▶ [EXCERPTED TEXT]
★ ★ ★
Daylong celebration to showcase student research, artistic, service activities

Gettysburg College will showcase students' achievements in research, creative arts, and service on Saturday, May 1.

Dozens of panel discussions, posters, dramatic productions, student films, and visual artworks will be presented during Celebration 2010: Colloquium on Undergraduate Research, Creative Activity, and Community Engagement. The daylong event includes a focus on study abroad.

Over 290 students from all class years and all disciplines will take part. A complete schedule is on the Celebration website. The public is welcome to attend.

Celebration has grown since last year's inaugural event. For example, panel discussions have increased to 22  from 11 in 2009.

A few the day's titles and topics include:

The Role of Music in Ancient Greece
Botswana's Public Health Crisis
How to remove dust, debris and tritium deposits from a fusion reactor
Summer research supported by Mellon Foundation grants
A nuclear non-proliferation treaty simulation
Field research in China
Students' original films and plays and a zombie apocalypse version of the 15th-century Wakefield Last Judgment
Seeking out the Cancer Stem Cell Population
Global Influences on the Iraq Women's Movement
The Muslim Experience in France
Mapping flooding in New Orleans after Hurricane Katrina
Detecting and Modeling of a Colorado mountain pine beetle outbreak
The Rhythm of Life: How the Percussive Arts Affect Young Lives
The Gray Area between Legal Insanity and Pure Evil

The event is "a huge celebration of what's best about Gettysburg College -- our students being mentored by their faculty with the goal of accomplishing great work," said Maureen Forrestal, assistant provost for scholarship.
★ ★ ★
▶ [Stored data]
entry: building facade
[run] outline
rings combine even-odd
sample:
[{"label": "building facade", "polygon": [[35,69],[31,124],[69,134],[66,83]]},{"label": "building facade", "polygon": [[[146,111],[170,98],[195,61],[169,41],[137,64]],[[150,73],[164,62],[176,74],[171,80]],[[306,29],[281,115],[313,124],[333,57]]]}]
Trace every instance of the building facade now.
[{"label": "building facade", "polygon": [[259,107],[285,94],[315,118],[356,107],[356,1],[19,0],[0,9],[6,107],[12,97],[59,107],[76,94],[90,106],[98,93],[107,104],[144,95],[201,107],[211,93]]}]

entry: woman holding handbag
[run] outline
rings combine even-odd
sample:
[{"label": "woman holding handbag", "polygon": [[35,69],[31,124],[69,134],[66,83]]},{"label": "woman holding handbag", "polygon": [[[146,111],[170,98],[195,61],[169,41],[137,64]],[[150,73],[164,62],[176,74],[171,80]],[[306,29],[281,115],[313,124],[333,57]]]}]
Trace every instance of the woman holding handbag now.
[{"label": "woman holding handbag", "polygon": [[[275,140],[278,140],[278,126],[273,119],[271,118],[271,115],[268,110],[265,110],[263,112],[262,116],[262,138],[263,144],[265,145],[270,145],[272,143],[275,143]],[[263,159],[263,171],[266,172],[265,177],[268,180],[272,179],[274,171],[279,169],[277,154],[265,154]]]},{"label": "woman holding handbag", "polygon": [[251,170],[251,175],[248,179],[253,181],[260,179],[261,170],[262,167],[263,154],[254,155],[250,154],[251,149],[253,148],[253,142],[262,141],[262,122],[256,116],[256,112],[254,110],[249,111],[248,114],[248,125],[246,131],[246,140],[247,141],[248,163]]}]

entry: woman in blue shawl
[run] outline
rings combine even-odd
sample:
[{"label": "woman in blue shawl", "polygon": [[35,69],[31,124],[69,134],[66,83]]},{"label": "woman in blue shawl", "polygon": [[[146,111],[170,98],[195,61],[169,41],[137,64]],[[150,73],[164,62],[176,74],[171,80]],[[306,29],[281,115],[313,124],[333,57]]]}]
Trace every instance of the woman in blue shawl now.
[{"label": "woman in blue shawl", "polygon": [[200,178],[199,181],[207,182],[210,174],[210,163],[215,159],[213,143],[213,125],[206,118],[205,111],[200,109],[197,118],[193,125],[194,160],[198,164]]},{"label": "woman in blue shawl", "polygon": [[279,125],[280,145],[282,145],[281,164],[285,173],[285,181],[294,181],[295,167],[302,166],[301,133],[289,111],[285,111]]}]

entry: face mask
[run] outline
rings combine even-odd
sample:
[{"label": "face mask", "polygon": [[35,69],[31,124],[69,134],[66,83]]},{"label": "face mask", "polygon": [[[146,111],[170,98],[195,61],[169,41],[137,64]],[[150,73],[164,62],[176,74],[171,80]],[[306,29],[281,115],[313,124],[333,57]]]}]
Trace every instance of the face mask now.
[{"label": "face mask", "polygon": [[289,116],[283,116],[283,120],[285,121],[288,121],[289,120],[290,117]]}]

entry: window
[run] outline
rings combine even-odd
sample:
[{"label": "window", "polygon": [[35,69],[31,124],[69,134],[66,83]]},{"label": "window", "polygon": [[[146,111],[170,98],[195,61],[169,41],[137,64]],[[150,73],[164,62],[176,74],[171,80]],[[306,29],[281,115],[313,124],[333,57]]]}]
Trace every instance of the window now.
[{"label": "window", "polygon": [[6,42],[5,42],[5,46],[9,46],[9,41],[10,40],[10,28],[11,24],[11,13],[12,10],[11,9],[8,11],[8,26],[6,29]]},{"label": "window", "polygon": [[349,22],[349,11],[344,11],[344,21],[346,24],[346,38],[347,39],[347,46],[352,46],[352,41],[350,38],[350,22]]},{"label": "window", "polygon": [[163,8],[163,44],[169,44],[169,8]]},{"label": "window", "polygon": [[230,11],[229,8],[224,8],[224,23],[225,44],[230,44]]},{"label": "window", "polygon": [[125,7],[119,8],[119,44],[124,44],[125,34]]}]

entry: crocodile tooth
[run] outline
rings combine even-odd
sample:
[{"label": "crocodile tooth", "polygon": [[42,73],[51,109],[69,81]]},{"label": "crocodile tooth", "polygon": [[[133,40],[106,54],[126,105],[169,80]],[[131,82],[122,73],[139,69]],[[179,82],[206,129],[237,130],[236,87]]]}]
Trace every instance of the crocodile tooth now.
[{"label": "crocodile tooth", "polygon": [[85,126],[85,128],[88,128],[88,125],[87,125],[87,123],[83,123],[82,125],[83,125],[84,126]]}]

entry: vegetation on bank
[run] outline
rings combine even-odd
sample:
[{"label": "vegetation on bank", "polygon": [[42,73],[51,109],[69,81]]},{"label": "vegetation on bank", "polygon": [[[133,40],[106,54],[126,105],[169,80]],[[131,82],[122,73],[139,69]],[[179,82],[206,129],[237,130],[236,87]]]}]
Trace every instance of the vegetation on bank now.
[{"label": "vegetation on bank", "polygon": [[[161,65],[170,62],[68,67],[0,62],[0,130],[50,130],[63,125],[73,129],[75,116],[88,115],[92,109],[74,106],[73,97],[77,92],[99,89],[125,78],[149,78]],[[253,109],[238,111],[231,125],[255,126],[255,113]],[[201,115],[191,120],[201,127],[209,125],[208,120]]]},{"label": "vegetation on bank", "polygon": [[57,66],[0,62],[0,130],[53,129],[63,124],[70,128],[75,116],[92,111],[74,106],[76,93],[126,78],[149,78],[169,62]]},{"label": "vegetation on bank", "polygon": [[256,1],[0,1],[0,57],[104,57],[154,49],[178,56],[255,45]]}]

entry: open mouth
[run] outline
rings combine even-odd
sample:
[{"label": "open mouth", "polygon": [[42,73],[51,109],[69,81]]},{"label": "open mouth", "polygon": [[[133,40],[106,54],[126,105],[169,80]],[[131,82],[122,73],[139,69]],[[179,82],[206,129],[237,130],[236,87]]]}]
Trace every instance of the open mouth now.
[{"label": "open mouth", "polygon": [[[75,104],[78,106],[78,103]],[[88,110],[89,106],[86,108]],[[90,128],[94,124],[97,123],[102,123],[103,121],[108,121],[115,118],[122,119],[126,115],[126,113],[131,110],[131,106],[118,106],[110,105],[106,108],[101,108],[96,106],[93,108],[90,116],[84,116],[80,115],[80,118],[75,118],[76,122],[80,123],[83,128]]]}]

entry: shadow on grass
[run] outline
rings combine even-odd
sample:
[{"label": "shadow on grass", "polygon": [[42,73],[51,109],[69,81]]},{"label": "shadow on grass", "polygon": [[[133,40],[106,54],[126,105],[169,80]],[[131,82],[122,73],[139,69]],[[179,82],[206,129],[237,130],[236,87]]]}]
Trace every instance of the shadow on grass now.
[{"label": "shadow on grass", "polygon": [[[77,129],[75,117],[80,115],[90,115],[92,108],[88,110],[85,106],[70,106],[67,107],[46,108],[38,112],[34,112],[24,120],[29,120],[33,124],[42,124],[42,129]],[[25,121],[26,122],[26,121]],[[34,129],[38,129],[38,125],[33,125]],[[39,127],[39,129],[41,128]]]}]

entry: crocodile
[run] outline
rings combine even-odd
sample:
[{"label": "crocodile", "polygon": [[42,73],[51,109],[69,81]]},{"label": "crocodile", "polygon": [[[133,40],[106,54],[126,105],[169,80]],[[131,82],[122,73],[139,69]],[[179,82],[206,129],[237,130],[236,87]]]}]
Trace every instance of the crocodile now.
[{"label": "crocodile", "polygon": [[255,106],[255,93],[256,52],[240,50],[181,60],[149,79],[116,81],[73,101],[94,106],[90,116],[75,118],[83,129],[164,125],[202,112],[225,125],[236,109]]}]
★ ★ ★
▶ [TASKS TO PERFORM]
A: Do these statements agree with the Gettysburg College announcement? (i) More than 290 students will take part. (ii) Only students and faculty may attend. (iii) The event is held on Saturday, May 1. Answer yes or no for each, quoting the deciding words.
B: Which kinds of presentations does the Gettysburg College announcement say will be presented during Celebration 2010? List all of them.
C: Continue the Gettysburg College announcement from where it stops.

▶ [RESULTS OF THE TASKS]
A:
(i) Yes: "Over 290 students from all class years and all disciplines will take part."
(ii) No: "The public is welcome to attend."
(iii) Yes: "on Saturday, May 1"

B:
- panel discussions
- posters
- dramatic productions
- student films
- visual artworks

C:
In addition to the annual colloquium, undergraduate research opportunities abound at Gettysburg College. A video shows some possibilities; other past projects are highlighted here.

Founded in 1832, Gettysburg College is a highly selective four-year residential college of liberal arts and sciences with a strong academic tradition that includes Rhodes Scholars, a Nobel laureate and other distinguished scholars among its alumni. The college enrolls 2,600 undergraduate students and is located on a 200-acre campus adjacent to the Gettysburg National Military Park in Pennsylvania.